» Task description
Only lines holding "target" are needed; copy each of them from the data below.

************

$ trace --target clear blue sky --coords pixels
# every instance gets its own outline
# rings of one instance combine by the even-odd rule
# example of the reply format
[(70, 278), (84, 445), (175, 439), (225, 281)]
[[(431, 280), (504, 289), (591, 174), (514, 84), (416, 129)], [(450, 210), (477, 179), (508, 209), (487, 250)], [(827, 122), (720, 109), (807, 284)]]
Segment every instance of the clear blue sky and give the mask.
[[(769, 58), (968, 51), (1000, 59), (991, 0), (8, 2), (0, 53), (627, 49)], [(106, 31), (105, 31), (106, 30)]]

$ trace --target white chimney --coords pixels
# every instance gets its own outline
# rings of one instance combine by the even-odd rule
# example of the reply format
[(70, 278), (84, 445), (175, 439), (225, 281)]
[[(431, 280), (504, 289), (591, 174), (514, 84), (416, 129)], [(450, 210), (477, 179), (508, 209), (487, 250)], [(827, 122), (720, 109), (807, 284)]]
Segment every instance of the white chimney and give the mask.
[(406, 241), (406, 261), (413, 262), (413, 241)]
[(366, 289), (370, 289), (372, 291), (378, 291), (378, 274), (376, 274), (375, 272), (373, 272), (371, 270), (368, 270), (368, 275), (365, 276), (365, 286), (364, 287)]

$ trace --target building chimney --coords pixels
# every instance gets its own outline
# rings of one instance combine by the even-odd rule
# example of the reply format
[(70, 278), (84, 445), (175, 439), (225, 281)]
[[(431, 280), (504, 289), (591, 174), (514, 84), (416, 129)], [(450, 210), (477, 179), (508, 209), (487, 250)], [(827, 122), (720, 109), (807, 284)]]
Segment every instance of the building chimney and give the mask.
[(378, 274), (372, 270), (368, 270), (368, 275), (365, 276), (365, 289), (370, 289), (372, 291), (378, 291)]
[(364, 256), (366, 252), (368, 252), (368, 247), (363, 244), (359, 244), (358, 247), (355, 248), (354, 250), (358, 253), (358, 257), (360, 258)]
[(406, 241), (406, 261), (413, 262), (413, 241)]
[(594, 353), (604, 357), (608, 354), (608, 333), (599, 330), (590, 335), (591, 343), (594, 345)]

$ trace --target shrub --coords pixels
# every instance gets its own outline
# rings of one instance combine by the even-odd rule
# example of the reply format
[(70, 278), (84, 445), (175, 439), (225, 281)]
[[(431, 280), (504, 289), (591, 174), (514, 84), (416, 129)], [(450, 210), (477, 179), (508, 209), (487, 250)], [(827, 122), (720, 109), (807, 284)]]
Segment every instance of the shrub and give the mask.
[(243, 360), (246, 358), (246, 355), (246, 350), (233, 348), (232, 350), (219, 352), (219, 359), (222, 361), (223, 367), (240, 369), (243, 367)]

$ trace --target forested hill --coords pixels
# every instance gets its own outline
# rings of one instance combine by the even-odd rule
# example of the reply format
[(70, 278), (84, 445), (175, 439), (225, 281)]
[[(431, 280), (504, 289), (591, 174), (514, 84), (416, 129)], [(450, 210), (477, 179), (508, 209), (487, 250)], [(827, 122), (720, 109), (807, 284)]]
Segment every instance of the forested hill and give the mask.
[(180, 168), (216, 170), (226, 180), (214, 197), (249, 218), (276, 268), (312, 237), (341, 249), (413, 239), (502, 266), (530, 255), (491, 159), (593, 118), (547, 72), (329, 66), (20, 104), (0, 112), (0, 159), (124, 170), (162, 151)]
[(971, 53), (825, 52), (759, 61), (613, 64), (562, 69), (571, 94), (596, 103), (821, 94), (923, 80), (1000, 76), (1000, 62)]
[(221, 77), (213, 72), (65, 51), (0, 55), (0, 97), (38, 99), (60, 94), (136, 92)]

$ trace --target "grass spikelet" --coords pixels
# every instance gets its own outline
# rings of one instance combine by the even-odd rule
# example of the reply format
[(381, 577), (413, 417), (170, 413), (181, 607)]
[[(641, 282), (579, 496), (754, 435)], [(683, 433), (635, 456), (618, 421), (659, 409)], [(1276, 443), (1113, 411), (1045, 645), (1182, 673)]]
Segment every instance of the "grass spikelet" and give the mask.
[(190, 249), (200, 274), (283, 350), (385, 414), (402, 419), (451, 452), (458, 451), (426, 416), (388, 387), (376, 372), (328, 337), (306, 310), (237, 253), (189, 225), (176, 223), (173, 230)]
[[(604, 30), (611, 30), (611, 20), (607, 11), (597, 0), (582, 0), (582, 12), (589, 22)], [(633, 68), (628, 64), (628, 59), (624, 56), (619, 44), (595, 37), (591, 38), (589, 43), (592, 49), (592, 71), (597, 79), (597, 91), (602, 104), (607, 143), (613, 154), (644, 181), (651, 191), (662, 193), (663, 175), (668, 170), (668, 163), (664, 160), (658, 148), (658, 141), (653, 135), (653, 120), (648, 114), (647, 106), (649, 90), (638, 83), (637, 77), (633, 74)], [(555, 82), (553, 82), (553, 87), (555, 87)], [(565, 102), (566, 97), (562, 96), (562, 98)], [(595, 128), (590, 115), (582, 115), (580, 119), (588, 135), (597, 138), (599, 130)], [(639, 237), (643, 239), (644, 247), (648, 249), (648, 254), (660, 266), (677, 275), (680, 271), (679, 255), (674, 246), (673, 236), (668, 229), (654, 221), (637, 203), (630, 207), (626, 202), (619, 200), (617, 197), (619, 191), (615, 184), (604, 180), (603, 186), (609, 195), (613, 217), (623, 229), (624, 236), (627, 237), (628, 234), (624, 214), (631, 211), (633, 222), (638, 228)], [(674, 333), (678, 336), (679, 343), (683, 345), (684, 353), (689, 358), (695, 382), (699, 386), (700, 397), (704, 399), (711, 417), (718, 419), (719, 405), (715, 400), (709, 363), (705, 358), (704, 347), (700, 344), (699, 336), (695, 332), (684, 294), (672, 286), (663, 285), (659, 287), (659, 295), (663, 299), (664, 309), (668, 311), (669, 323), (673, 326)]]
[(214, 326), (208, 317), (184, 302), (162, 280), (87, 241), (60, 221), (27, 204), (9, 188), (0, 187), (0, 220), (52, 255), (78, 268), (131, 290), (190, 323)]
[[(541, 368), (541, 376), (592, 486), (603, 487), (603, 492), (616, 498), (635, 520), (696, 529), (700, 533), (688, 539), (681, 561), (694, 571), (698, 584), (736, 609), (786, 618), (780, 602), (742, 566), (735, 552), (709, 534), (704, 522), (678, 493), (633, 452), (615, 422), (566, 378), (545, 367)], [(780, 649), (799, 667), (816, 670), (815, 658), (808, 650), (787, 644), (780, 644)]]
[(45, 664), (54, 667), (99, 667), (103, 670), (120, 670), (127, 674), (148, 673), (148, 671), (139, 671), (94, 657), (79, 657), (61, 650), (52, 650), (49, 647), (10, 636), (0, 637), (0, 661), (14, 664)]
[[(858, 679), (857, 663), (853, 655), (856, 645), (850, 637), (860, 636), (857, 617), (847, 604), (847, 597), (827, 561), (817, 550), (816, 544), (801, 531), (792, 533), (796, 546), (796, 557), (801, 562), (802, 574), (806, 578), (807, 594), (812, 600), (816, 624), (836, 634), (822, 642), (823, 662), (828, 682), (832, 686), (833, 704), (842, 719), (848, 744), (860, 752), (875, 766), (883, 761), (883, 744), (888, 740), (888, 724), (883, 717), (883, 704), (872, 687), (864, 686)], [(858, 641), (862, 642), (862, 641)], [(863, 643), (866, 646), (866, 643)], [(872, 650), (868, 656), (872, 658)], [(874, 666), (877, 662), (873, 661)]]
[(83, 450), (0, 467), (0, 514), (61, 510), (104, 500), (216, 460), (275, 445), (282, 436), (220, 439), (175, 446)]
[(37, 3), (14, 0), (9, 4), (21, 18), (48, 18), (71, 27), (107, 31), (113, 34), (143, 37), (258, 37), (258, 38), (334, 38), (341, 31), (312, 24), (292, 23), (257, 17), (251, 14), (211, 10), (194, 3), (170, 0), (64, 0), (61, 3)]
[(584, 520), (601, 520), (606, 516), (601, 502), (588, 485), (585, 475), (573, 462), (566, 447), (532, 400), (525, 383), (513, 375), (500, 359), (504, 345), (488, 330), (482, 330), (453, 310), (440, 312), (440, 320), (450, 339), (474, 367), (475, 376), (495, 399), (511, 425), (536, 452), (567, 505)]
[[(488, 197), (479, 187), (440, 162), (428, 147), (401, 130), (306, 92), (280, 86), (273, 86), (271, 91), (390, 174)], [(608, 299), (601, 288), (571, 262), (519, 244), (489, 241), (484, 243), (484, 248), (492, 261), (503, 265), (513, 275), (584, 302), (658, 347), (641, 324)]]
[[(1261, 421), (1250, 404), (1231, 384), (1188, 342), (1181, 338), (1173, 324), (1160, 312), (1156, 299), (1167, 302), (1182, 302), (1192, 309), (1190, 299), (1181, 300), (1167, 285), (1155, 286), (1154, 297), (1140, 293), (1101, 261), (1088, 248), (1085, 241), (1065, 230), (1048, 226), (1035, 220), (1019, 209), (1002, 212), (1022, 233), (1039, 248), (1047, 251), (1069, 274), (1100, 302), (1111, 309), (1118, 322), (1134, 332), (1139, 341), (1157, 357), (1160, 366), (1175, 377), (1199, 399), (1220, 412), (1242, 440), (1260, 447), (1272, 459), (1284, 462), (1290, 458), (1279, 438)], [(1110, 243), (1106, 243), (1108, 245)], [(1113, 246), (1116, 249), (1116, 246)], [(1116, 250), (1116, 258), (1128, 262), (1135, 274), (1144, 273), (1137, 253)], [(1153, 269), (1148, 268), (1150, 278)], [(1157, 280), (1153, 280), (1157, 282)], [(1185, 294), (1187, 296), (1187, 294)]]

************

» Response below
$ trace --target clear blue sky --coords pixels
$ trace --target white chimney --coords pixels
$ trace --target building chimney --coords pixels
$ trace --target shrub --coords pixels
$ trace --target forested hill --coords pixels
$ trace --target "grass spikelet" --coords pixels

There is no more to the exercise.